#### SOURCE DOCUMENT:
######

Saturday, March 16, 2019
When Arguments for Alternative Psychotherapies Cite Chemotherapy
Alternative psychotherapies (APs) are psychological treatments that are unconventional, are without any systematic empirical evidence about their safety and effectiveness, and in many cases are implausible in terms of psychological theory or established facts about child development. Some APs for children are directly harmful, and in the absence of evidence of their effectiveness we can consider all these treatments to be at least indirectly harmful-- for example, to use up families’ resources that would be better spent in other ways.
One possible harm done by APs for children is the infliction of discomfort either physical or emotional, sometimes with real pain and sometimes with the infliction of serious fear. Holding Therapy/Attachment Therapy, sometimes targeting adopted children and aiming at child obedience, gratitude, and the appearance of love for adopted parents, clearly involves both physical and mental discomfort caused by therapists. Nancy Thomas parenting (NTP), although it is not presented as a therapy by its advocates, is intended to bring about attitude and behavior changes like those that are goals of psychotherapy, and it too includes unpleasant, painful, and frightening experiences like being required to sit without moving for periods of time and having food limited in quantity and variety. Conversion therapy, a form of AP argued by its proponents to change same-sex orientation to heterosexuality, sometimes shares characteristics of holding therapy, and according to those who have experienced it, involves intense and disturbing efforts to change the nature of the treated person, in part through threats of eternal damnation.
Treatments for “parental alienation”, like Family Bridges and High Roads, are APs, as they lack empirical evidence of safety and effectiveness and are implausible as well as being unconventional. Like the other APs just mentioned, they depend on threats and fear to bring about certain changes in behavior. Children and adolescents given these treatments have reported not only distressing experiences during treatment, but also terror and discomfort when taken from their homes or schools or even from a courtroom by youth transport service workers who sometimes use handcuffs to restrain their charges.

######

#### STUDY MATERIAL:
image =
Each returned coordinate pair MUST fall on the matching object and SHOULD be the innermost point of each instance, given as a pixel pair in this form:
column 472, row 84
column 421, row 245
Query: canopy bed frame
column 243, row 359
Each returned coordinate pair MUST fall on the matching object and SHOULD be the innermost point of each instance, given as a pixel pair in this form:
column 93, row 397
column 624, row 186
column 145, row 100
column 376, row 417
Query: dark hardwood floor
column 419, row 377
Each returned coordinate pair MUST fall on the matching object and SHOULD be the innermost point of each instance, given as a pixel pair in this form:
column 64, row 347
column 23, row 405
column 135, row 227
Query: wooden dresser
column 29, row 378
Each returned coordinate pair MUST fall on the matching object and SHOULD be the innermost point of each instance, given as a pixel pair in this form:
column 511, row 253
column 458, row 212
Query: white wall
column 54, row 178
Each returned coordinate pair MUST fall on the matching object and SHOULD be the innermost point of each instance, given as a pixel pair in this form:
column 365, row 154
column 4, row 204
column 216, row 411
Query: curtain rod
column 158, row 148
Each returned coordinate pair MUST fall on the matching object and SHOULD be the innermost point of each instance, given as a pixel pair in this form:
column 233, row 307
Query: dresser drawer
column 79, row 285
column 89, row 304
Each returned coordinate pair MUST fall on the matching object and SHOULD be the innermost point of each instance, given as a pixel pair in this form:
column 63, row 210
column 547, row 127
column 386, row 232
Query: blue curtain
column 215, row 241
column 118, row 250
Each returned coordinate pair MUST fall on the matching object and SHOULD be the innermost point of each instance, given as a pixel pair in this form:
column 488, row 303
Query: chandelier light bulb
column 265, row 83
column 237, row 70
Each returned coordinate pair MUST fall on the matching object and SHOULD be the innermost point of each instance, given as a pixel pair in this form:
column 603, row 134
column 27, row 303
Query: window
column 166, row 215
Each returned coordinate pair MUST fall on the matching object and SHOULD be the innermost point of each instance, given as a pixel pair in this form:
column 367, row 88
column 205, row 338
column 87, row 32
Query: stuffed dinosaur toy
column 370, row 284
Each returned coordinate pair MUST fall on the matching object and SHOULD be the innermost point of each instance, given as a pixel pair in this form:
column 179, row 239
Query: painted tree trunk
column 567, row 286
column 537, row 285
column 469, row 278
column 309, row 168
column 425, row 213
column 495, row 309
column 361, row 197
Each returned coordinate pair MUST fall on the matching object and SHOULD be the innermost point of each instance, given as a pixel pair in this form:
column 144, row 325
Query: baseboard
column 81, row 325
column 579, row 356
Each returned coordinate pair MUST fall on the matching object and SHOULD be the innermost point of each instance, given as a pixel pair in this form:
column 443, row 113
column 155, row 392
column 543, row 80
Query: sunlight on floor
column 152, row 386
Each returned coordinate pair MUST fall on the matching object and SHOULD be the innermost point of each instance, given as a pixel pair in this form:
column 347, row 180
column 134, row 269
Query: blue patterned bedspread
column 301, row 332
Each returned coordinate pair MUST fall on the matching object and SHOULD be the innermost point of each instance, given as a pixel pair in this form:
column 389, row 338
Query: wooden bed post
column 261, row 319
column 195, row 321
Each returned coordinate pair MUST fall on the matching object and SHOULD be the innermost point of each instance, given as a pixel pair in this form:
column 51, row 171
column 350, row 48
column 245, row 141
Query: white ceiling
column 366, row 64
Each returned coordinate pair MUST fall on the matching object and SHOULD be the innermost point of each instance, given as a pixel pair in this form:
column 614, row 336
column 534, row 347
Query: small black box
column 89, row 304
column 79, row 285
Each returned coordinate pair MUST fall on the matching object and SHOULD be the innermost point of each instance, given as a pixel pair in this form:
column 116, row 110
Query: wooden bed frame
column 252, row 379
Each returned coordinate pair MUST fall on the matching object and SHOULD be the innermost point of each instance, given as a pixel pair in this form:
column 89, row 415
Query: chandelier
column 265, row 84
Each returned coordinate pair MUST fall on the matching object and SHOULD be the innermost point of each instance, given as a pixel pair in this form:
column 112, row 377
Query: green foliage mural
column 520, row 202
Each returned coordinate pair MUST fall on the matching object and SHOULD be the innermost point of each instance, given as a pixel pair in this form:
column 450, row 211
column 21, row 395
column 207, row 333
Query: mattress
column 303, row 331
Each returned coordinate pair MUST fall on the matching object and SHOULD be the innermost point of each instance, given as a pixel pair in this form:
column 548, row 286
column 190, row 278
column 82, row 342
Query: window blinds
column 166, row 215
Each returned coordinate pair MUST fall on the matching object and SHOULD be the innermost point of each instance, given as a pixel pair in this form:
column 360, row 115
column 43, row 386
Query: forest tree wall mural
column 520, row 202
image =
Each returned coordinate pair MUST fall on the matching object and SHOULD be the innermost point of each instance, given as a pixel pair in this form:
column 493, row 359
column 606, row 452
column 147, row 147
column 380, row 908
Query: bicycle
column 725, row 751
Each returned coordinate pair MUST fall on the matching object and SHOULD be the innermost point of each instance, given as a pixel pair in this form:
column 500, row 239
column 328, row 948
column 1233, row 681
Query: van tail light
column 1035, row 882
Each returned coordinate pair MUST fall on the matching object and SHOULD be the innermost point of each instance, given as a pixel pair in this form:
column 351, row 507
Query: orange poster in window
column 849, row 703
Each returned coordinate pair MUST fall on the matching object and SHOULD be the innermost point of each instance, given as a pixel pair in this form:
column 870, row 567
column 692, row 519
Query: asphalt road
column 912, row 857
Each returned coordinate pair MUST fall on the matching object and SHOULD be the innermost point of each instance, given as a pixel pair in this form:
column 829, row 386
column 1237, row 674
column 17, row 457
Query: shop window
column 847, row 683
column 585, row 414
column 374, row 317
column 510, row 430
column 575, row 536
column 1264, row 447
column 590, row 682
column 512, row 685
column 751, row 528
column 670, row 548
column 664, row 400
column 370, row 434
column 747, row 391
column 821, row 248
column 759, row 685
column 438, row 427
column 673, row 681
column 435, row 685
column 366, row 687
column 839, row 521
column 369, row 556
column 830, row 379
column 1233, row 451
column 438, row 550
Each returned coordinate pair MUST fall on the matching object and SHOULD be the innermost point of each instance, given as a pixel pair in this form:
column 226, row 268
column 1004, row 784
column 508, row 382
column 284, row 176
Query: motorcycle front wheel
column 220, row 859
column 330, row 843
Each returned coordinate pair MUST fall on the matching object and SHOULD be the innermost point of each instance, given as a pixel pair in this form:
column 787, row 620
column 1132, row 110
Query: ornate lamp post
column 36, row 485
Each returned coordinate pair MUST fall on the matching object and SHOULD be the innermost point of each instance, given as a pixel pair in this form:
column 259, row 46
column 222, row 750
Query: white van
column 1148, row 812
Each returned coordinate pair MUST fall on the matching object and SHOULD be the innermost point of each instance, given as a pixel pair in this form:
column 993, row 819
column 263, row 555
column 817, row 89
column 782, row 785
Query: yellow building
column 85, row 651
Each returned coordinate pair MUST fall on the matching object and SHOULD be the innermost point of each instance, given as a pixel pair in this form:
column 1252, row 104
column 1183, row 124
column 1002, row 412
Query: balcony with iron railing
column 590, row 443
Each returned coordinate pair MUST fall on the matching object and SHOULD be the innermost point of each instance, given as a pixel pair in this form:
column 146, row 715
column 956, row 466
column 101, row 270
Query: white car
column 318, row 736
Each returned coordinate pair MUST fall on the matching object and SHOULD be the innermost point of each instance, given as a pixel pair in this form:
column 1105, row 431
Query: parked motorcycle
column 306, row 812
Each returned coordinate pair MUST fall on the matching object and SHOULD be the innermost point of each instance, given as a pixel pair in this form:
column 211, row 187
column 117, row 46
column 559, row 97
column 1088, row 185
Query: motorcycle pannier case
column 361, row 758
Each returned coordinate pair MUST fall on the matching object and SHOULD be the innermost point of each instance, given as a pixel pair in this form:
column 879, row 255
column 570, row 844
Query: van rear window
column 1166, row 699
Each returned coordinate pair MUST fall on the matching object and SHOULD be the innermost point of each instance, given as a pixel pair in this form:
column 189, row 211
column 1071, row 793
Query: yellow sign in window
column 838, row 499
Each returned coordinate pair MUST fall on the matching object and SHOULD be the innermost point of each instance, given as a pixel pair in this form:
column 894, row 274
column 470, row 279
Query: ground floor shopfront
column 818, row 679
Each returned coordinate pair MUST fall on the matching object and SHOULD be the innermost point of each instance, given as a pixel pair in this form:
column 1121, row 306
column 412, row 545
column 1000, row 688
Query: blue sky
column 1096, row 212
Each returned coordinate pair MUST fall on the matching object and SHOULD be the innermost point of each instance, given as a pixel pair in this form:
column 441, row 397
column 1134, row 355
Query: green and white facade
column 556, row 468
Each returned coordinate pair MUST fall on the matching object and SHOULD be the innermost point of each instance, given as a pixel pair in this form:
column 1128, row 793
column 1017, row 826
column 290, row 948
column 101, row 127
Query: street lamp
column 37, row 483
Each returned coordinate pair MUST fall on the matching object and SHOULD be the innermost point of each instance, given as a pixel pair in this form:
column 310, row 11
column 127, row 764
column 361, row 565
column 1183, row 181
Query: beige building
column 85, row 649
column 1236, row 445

######

#### CHECK YOUR UNDERSTANDING:
[1] Duplicate the passage of the post on alternative psychotherapies, starting with "Saturday, March 16, 2019" and going on through "in other ways.".
[2] Answer these questions using the post on alternative psychotherapies:
(a) Which two treatments for "parental alienation" does it name?
(b) What does it say conversion therapy uses, in part, to change the treated person?
(c) What two unpleasant experiences does it list for Nancy Thomas parenting?
[3] Continue the post on alternative psychotherapies from its last sentence.

#### ANSWERS BY ITEM NUMBER:
[1]
Saturday, March 16, 2019
When Arguments for Alternative Psychotherapies Cite Chemotherapy
Alternative psychotherapies (APs) are psychological treatments that are unconventional, are without any systematic empirical evidence about their safety and effectiveness, and in many cases are implausible in terms of psychological theory or established facts about child development. Some APs for children are directly harmful, and in the absence of evidence of their effectiveness we can consider all these treatments to be at least indirectly harmful-- for example, to use up families’ resources that would be better spent in other ways.

[2]
(a) Family Bridges and High Roads.
(b) Threats of eternal damnation.
(c) Being required to sit without moving for periods of time, and having food limited in quantity and variety.

[3]
How do proponents of APs justify the discomfort and fear experienced by children and adolescents receiving treatment—especially given that these methods are without evidence of effectiveness? An argument given by practitioners of Holding Therapy for many years has been that the treatment was analogous to chemotherapy for a child with cancer. Of course chemotherapy is painful, frightening, and distressing, but without it your child will die. The parallel suggested by these practitioners is that Holding Therapy is painful, frightening, and distressing, but without it your child will… perhaps not die, but become a serial killer (if male) or a prostitute (if female; these fates are apparently considered comparable), or will kill you, or will go to prison for some or all of the above. This, of course, is thorough abuse of an analogy, because although many children with untreated cancer do die, and although chemotherapy has been demonstrated to prevent many of those possible deaths, the same does not hold for Holding Therapy for treatment of childhood mental illness, antisocial behavior, or dissatisfaction of adoptive parents. First, although many serial killers have been shown to have had disturbed childhoods, it has not been shown that that childhood behavioral disturbances in general are of necessity followed by serial killing in later life. Second, it has certainly not been shown that children who receive Holding Therapy or other APs become less likely to have serious problems later—in fact, one might well predict that such children become even more likely to have emotional disturbances because of the resemblance of some AP techniques to other adverse childhood experiences.
Discussion of “parental alienation” treatments is beginning to focus on the distress and discomfort experienced by children and adolescents who undergo them. Advocates of these treatments argue that the untreated outcomes would be so bad that the discomfort is completely worth the benefits achieved. They claim, on the basis of very little evidence, that mental illness will result if a child is alienated from a parent and has no contact with that person. They argue also, without evidence, that children and adolescents who avoid one parent already have cognitive problems and disordered critical thinking.
I have yet to see practitioners of “parental alienation” treatments bring up the very faulty chemotherapy analogy as advocates of other APs have done, but no doubt someone will bring it up soon.